→ **EXERCISE REQUIREMENTS**: Omit the pictures, then reproduce exactly the line bearing "Pin the tall" and every line after it up to and including the last line of the entries below.

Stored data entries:
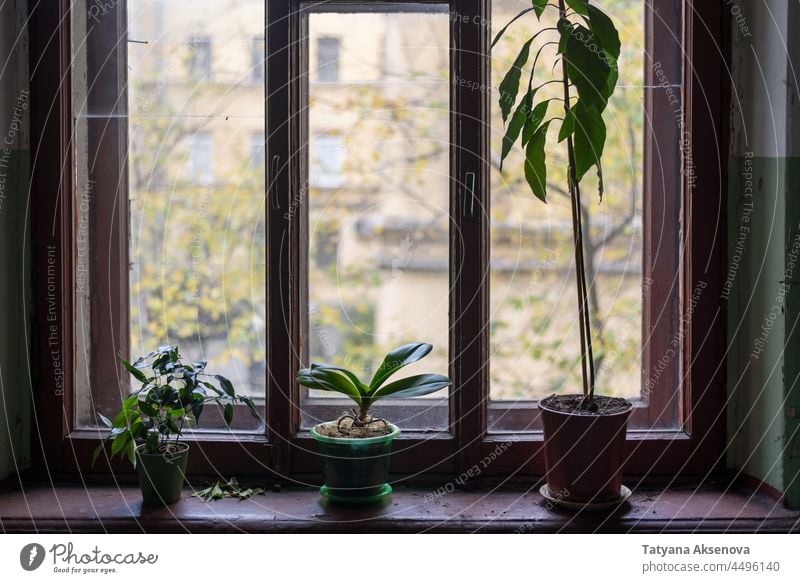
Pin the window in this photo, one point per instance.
(327, 161)
(200, 58)
(200, 163)
(379, 217)
(328, 59)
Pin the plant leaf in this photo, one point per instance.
(397, 359)
(226, 385)
(567, 126)
(509, 86)
(534, 120)
(516, 124)
(362, 388)
(587, 66)
(414, 386)
(579, 6)
(328, 380)
(535, 167)
(137, 374)
(590, 138)
(252, 408)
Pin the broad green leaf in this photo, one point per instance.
(590, 138)
(567, 126)
(328, 380)
(208, 385)
(120, 442)
(535, 167)
(226, 385)
(534, 120)
(611, 82)
(397, 359)
(587, 67)
(137, 374)
(362, 388)
(516, 124)
(414, 386)
(579, 6)
(131, 451)
(539, 6)
(605, 31)
(509, 86)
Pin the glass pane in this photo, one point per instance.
(196, 134)
(378, 209)
(535, 347)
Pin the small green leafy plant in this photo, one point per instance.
(171, 398)
(588, 50)
(228, 489)
(326, 377)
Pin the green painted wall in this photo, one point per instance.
(764, 246)
(757, 303)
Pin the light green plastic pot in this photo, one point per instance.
(355, 471)
(161, 475)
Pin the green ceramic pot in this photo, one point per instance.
(161, 475)
(355, 470)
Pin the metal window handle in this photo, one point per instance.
(469, 194)
(276, 204)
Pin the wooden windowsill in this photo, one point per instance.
(108, 509)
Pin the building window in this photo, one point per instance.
(200, 58)
(327, 161)
(401, 250)
(200, 162)
(328, 48)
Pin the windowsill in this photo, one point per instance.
(110, 509)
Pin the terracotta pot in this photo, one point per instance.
(584, 454)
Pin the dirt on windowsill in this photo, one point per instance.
(345, 429)
(597, 407)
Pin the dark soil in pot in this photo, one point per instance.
(355, 465)
(161, 474)
(584, 446)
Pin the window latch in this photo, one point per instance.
(276, 204)
(469, 194)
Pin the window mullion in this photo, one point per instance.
(470, 236)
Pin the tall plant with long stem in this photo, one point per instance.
(588, 49)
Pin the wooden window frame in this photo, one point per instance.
(694, 449)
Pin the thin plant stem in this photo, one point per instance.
(587, 356)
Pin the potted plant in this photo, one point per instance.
(356, 447)
(584, 434)
(149, 426)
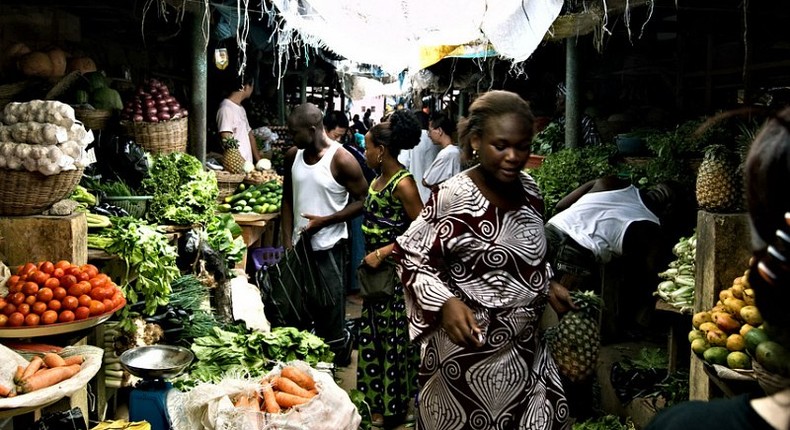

→ **RESULT OF THIS EXERCISE**:
Pin the tall plant with long stem in this photo, one point per instance.
(588, 49)
Pin the wooden window frame in this photo, one point per instance.
(694, 449)
Pin the thin plant stem in this photo, one point per instance.
(587, 356)
Pin the potted plant in this photo, one point per instance.
(356, 447)
(584, 434)
(149, 426)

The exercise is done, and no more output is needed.